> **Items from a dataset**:
[Start of Attachment]

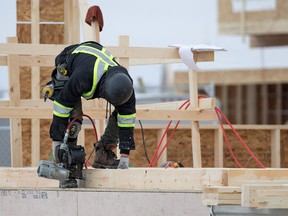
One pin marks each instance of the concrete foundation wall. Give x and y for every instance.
(83, 202)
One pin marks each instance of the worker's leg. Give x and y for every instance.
(104, 156)
(72, 140)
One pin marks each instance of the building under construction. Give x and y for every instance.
(216, 145)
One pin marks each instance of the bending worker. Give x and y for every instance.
(88, 70)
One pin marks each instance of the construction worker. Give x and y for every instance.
(88, 70)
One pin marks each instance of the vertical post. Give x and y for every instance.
(35, 84)
(275, 148)
(264, 103)
(243, 20)
(239, 103)
(15, 124)
(278, 110)
(193, 91)
(218, 147)
(251, 108)
(163, 157)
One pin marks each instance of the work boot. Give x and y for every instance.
(68, 183)
(104, 156)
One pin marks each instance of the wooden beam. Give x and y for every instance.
(142, 114)
(218, 148)
(260, 176)
(265, 196)
(163, 158)
(126, 52)
(204, 104)
(15, 124)
(236, 77)
(221, 196)
(146, 179)
(35, 83)
(276, 148)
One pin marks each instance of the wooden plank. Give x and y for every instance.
(251, 117)
(15, 124)
(144, 114)
(275, 148)
(265, 196)
(163, 158)
(145, 179)
(128, 52)
(204, 104)
(195, 134)
(155, 179)
(260, 176)
(3, 61)
(236, 77)
(35, 83)
(221, 196)
(239, 103)
(218, 148)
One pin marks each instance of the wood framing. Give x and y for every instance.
(236, 77)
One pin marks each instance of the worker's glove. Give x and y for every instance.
(55, 150)
(58, 128)
(126, 139)
(123, 163)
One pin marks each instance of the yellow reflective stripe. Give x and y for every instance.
(61, 110)
(104, 54)
(126, 125)
(57, 104)
(126, 120)
(106, 67)
(61, 115)
(127, 116)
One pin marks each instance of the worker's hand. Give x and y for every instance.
(123, 163)
(55, 150)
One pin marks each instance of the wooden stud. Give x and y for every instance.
(15, 124)
(218, 148)
(196, 146)
(35, 83)
(275, 148)
(239, 102)
(163, 158)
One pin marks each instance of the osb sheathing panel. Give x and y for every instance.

[End of Attachment]

> **Try it**:
Print every entry exactly; omit the pictures.

> **Completed task**:
One pin marks each instance of the concrete foundation wall. Give x and y for every instance.
(83, 202)
One pin marks each instance of the worker's leg. Give x and y for every instance.
(104, 156)
(72, 140)
One pin marks each instance of the building under construction. Give x and y for every instance.
(216, 145)
One pin marks each instance of the bending worker. Give x and y for every instance.
(88, 70)
One pin marks each instance of the construction worker. Give x and y for every instance.
(88, 70)
One pin marks each instance of the vertical post. Give x and y for every instance.
(35, 84)
(275, 148)
(264, 103)
(243, 20)
(239, 103)
(15, 124)
(278, 110)
(193, 91)
(218, 147)
(251, 108)
(163, 157)
One pin marks each instance of the work boot. Give x and y for every instance.
(68, 183)
(104, 156)
One pin marks each instance of the wooden beam. Give x and y for every instance.
(142, 114)
(218, 148)
(260, 176)
(265, 196)
(163, 158)
(126, 52)
(204, 104)
(15, 124)
(236, 77)
(221, 196)
(146, 179)
(35, 83)
(276, 148)
One pin marks each instance of the wooden plank. Give x and y for every instance.
(251, 117)
(15, 124)
(144, 114)
(275, 148)
(265, 196)
(163, 158)
(145, 179)
(128, 52)
(204, 104)
(195, 134)
(155, 179)
(260, 176)
(3, 61)
(236, 77)
(35, 83)
(221, 196)
(239, 103)
(218, 148)
One pin marks each instance of the wood framing. Give x and y for every instance.
(236, 77)
One pin marks each instance of the worker's glove. Give x and y for every instance.
(55, 150)
(58, 128)
(126, 139)
(123, 163)
One pin marks each instance of the yellow reflective stripe. Give x and y for every instance.
(61, 110)
(104, 54)
(126, 125)
(57, 104)
(126, 120)
(106, 67)
(61, 115)
(127, 116)
One pin marks each instance of the worker's hand. Give x and y for every instance.
(123, 163)
(55, 150)
One pin marks each instance of the wooden stud. Give x and y for every instance.
(15, 124)
(218, 148)
(196, 146)
(35, 83)
(275, 148)
(239, 102)
(163, 158)
One pin marks each instance of the osb sheathing panel. Give x and y for every instance.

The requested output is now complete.